[START OF EXTRACTED INFORMATION]

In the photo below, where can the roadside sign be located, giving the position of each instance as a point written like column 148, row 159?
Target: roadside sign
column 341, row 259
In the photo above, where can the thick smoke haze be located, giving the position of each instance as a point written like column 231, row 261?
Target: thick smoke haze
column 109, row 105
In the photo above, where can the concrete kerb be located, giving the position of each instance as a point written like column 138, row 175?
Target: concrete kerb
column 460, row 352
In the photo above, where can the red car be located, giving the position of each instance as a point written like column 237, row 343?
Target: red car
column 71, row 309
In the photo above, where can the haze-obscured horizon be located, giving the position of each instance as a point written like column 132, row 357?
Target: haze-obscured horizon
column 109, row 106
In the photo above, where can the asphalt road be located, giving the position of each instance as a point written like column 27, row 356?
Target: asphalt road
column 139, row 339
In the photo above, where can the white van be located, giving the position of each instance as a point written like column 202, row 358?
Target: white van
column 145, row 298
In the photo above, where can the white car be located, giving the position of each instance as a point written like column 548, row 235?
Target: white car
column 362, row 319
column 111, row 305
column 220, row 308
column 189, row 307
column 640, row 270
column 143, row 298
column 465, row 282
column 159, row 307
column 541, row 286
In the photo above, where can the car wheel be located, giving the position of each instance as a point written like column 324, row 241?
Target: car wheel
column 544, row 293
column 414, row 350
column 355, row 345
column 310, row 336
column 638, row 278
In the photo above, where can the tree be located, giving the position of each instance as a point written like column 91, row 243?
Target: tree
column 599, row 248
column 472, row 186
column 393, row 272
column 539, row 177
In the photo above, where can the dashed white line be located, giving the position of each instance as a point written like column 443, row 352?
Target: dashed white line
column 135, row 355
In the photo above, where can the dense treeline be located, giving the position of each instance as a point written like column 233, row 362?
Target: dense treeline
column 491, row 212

[END OF EXTRACTED INFORMATION]

= WHAT YOU NEED TO DO =
Find the line containing "In the photo above, where can the haze-obscured". Reproduce it exactly, along with every line after it through the last.

= EXERCISE RESULT =
In the photo above, where can the haze-obscured horizon be located, giving the position of each instance as a point written like column 132, row 357?
Target: haze-obscured horizon
column 109, row 106
In the photo above, where can the asphalt road be located, giving the position of each instance as a point written like column 27, row 356?
Target: asphalt road
column 139, row 339
In the photo above, where can the white van be located, giving the position of each instance as a point written like column 202, row 358?
Target: white van
column 145, row 298
In the photo above, where can the white car be located, giving the position of each instance as a point written like column 548, row 235?
Target: white car
column 362, row 319
column 111, row 305
column 220, row 308
column 189, row 307
column 640, row 270
column 143, row 298
column 465, row 282
column 159, row 307
column 541, row 286
In the photo above, where can the car wheel be located, giving the position of each instance as a point written like column 324, row 241?
Target: car wheel
column 544, row 293
column 414, row 350
column 355, row 345
column 310, row 336
column 638, row 278
In the photo above, where can the tree be located, giving the position of each instance as a point written like column 91, row 243?
Target: tree
column 599, row 248
column 472, row 186
column 393, row 272
column 539, row 177
In the photo above, where can the dashed white line be located, giving the position of each instance as a point written like column 443, row 352?
Target: dashed white line
column 135, row 355
In the photo above, where can the dense treeline be located, giving the position of each instance as a point written like column 233, row 362?
Target: dense treeline
column 491, row 212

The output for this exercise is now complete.